Data excerpts →
>>
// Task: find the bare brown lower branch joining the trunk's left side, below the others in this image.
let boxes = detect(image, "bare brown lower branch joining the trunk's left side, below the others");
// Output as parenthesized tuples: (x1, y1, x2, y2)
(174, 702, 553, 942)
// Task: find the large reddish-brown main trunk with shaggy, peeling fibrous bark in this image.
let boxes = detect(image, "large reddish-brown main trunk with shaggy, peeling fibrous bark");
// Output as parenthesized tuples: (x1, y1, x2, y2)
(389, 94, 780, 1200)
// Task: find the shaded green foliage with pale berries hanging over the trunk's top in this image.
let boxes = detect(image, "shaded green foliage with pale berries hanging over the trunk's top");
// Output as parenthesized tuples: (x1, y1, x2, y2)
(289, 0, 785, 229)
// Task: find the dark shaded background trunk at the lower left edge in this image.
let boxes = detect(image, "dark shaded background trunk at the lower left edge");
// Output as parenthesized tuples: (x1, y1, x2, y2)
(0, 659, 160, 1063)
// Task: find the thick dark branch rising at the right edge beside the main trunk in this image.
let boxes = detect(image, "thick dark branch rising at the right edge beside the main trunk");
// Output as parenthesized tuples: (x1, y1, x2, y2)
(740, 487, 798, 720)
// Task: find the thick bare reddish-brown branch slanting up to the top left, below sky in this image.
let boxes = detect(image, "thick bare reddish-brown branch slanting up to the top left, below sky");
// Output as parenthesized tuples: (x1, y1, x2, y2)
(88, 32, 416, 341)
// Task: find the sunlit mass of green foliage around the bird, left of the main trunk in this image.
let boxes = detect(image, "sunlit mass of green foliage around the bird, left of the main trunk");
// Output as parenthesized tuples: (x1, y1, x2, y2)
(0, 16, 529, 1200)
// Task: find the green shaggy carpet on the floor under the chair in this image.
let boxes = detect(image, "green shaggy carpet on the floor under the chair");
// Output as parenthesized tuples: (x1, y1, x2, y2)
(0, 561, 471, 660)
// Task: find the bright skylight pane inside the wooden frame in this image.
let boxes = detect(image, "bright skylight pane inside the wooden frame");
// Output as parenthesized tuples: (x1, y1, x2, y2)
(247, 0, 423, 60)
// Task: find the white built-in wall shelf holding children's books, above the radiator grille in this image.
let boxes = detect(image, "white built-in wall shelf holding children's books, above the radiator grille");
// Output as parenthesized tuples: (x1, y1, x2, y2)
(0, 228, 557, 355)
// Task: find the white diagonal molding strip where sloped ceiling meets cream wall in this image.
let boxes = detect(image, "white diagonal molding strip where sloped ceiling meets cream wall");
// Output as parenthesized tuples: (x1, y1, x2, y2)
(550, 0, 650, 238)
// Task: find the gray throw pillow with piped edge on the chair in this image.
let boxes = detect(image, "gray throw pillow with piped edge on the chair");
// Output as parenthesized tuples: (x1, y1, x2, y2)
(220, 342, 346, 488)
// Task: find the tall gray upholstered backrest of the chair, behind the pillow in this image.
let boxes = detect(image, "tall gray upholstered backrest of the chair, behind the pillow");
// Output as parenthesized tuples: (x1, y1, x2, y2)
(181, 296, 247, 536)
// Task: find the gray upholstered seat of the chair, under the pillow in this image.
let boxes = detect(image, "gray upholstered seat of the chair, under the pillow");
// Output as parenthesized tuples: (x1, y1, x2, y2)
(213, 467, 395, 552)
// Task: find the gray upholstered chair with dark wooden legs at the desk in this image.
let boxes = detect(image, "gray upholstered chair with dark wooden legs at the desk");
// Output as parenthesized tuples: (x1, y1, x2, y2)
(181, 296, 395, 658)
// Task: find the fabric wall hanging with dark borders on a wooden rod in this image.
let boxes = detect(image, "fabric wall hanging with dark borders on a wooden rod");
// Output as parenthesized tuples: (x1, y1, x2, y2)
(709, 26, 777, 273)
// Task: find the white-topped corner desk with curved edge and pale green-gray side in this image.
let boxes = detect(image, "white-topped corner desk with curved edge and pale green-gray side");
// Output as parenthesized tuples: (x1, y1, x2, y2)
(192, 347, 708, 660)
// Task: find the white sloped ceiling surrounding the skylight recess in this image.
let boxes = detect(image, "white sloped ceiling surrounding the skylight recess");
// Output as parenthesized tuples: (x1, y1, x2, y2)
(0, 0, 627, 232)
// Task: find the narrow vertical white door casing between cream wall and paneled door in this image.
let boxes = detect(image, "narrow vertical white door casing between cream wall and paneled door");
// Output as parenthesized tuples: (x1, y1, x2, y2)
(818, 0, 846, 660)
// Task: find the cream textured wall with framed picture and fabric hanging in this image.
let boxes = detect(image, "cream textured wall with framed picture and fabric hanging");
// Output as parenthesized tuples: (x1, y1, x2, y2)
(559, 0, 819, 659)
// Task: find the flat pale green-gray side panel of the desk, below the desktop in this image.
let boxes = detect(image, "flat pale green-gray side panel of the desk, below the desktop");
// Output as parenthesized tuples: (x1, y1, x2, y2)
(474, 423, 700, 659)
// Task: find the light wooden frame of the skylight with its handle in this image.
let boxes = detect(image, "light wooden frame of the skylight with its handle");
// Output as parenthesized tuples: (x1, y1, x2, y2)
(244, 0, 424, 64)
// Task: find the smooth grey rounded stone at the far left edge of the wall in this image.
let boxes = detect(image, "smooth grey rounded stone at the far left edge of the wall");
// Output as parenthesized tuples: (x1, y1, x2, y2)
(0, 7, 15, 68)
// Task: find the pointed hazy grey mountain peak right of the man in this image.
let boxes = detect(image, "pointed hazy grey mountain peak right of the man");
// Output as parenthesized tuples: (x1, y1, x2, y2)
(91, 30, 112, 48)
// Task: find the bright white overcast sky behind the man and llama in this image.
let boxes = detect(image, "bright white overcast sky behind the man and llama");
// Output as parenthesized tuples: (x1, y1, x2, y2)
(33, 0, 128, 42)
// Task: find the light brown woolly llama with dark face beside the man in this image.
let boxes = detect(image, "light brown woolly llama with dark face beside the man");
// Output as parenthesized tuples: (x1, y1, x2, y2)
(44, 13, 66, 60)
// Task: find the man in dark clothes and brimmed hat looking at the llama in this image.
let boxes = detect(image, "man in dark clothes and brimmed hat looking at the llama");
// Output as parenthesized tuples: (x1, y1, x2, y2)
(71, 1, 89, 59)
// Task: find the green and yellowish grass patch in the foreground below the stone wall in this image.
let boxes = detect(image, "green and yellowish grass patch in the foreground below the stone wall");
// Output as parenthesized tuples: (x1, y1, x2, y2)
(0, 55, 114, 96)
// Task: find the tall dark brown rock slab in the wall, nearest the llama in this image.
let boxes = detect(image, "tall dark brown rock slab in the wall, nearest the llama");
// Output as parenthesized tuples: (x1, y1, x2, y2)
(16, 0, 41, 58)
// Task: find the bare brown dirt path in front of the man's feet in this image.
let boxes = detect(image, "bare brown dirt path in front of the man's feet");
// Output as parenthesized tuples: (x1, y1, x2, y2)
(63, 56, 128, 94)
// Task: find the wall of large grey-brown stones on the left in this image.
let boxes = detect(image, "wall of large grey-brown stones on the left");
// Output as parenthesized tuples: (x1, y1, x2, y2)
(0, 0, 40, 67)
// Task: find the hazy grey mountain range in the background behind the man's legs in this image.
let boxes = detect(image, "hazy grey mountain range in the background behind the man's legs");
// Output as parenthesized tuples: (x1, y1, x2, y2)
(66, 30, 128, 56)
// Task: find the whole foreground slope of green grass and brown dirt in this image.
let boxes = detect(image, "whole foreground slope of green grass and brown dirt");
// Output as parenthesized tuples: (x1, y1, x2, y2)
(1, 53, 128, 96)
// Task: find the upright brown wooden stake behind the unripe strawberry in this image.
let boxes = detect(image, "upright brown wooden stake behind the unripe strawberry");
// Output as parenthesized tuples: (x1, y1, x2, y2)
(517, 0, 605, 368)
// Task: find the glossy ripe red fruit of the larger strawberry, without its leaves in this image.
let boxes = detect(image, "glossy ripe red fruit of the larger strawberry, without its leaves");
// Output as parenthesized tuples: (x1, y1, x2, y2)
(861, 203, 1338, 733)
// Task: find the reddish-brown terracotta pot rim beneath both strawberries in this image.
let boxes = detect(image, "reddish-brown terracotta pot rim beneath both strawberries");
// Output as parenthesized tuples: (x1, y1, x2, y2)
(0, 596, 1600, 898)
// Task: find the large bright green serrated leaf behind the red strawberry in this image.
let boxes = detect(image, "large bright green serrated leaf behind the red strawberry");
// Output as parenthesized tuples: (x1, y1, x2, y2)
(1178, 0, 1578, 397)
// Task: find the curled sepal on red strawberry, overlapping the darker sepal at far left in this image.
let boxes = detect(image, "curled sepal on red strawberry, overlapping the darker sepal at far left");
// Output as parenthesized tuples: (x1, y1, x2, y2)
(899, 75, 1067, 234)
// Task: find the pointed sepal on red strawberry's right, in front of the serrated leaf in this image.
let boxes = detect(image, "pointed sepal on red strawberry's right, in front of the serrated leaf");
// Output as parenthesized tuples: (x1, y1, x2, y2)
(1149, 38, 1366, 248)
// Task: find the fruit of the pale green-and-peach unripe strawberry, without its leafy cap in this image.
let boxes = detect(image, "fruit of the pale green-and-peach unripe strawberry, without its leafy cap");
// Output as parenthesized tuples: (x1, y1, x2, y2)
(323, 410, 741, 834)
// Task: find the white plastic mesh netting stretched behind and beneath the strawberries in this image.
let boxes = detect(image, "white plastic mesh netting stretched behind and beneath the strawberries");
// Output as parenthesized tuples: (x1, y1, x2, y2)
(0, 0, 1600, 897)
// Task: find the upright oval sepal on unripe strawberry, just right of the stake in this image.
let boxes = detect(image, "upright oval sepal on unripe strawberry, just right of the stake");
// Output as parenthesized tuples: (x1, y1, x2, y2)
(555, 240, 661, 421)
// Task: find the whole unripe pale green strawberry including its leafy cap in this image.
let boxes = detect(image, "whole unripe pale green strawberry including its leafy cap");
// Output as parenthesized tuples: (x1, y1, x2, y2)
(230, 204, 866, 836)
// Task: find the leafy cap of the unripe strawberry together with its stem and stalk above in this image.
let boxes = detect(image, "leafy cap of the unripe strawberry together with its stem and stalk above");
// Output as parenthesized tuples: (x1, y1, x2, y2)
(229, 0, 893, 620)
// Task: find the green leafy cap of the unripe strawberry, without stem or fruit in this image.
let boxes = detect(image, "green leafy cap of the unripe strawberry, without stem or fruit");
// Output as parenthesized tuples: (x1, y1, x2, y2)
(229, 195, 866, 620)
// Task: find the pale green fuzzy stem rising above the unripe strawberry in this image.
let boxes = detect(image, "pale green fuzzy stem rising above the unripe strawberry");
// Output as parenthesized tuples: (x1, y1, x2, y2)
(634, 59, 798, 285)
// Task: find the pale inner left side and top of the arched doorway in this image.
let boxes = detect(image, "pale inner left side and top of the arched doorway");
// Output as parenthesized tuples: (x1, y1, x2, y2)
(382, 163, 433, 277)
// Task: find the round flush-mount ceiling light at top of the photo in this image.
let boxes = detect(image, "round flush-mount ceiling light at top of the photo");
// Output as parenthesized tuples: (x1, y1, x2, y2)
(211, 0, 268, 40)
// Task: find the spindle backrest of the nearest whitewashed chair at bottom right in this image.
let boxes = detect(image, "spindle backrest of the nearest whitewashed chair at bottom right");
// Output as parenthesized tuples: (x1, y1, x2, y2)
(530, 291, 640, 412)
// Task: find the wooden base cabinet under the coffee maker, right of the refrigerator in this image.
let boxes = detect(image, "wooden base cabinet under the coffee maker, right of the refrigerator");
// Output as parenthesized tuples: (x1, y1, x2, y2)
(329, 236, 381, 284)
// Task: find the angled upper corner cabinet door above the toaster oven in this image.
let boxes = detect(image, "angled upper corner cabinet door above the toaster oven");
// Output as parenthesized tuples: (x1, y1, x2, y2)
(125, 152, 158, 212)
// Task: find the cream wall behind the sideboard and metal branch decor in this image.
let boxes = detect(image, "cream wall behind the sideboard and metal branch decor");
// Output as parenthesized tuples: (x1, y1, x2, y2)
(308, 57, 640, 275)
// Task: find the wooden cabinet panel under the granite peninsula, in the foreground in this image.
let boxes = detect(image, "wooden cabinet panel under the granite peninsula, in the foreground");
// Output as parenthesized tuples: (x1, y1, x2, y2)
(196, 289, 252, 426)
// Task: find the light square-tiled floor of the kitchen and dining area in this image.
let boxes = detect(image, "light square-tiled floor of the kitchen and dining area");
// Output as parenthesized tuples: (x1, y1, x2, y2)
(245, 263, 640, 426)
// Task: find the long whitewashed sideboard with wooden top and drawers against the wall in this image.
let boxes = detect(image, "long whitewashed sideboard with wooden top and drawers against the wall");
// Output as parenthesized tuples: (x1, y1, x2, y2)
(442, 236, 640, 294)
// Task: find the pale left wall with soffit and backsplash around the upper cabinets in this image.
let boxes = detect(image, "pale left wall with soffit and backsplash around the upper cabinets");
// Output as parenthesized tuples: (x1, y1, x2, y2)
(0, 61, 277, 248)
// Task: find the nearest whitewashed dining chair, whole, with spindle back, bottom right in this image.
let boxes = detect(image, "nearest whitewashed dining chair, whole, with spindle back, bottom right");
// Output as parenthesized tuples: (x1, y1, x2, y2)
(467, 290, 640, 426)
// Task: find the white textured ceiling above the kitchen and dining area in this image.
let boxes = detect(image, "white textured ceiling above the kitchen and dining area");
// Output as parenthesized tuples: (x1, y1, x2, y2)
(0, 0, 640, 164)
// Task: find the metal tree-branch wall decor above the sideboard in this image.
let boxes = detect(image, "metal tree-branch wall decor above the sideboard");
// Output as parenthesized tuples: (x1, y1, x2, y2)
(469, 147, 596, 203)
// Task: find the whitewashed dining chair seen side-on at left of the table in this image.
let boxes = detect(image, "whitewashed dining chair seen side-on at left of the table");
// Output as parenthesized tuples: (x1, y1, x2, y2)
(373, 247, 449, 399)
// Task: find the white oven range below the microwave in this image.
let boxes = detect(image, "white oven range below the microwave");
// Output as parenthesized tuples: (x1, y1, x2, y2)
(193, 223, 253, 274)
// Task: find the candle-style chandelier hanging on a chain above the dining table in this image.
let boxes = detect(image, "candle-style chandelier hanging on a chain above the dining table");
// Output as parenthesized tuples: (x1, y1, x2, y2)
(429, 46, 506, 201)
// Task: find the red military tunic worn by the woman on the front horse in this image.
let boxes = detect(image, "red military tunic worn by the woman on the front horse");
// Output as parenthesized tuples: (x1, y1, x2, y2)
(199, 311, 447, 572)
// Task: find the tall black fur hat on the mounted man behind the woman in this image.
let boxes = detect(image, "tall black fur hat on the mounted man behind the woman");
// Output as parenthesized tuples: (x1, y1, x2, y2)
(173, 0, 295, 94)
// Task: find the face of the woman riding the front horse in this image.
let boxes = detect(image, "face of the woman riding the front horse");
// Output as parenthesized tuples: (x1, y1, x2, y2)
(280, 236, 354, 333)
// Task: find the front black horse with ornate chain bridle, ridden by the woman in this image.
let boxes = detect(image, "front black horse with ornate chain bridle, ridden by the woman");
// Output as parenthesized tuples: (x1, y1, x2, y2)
<<
Task brief → Check every line of the records above for the string "maker". Copy those that hold it.

Answer for this exercise →
// Task: find the wooden base cabinet under the coffee maker, right of the refrigerator in this image.
let boxes = detect(image, "wooden base cabinet under the coffee maker, right of the refrigerator");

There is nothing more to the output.